### SOURCE PASSAGE
As an rdf beginner even after a few years exposed I wonder
if we cant simply stick to the non ID terms and use them
either as literals or with a uri pointer. As in the rdf
world a resolvable http is really required for resource
relations to work, why not simply mandate this in the
guidelines? If you only happen to have non resolvable uris
like lsid or dois the guidelines should be asking you to
use proxied versions, knowing it will break rdf frameworks
and lod conventions otherwise. On the resolving side one
could always include such urns with owl:sameAs (or sth
alike) I believe. But how many non resolvable ids with no
matching http counterpart are really out there yet?
- Markus
On Oct 6, 2010, at 9:02, Peter DeVries wrote:
Hi Steve,
You are probably right that it might be best to use
rdfs:Label, but I am thinking we might be able to get
the same
result my defining the string variants as subproperties
of rdfs:Label.
This would make them an rdfs:Label but a special kind of
rdfs:Label.
This is one of those things that I would test with
Sindice and URIburner to see if they interpret these
correctly.
This would require a live vocabulary that Sindice could
look at to determine that hasScientificName is to be
treated as a rdfs:Label.
- Pete
On Mon, Oct 4, 2010 at 10:41 AM, Steve Baskauf <steve.baskauf@vanderbilt.edu>
<mailto:steve.baskauf@vanderbilt.edu>
wrote:
Although this specific example deals with taxonomic name
identifiers, it is related to a previous discussion on
this list about how we should use the dwc:xxxxxID terms
and other terms (such as recordedBy and identifiedBy)
that could have either a string (literal) or URI form.
Although I don't really want to see an unnecessary
proliferation of Darwin Core terms, I think that in the
interest of clarity (particularly where RDF is involved)
there either should be multiple terms that make it clear
what form of identifier is expected, or else there
should be an understanding that in RDF the default for
such a term is a URI which would then have an rdfs:Label
property which was the string form. I think the former
would be preferable to the latter.
I came to this opinion when trying to write RDF
describing an herbarium specimen. The collector should
be the dwc:recordedBy property of the specimen.

(Point placement records)
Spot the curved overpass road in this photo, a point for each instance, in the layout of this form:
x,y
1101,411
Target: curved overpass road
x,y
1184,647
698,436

### REQUEST A
Retype the part of the RDF discussion that opens with the words containing "that could have" and closes with "RDF is involved)".
### REQUEST B
Answer each of the following from the RDF discussion, one answer per line, marked as the items are.
(i) In Markus's message, what is said to be really required in the RDF world for resource relations to work?
(ii) Which two services does Pete say he would use to test whether the subproperties are interpreted correctly?
(iii) What was Steve trying to describe in RDF when he came to his opinion?

### RESULT A
that could have either a string (literal) or URI form.
Although I don't really want to see an unnecessary
proliferation of Darwin Core terms, I think that in the
interest of clarity (particularly where RDF is involved)

### RESULT B
(i) A resolvable http.
(ii) Sindice and URIburner.
(iii) An herbarium specimen.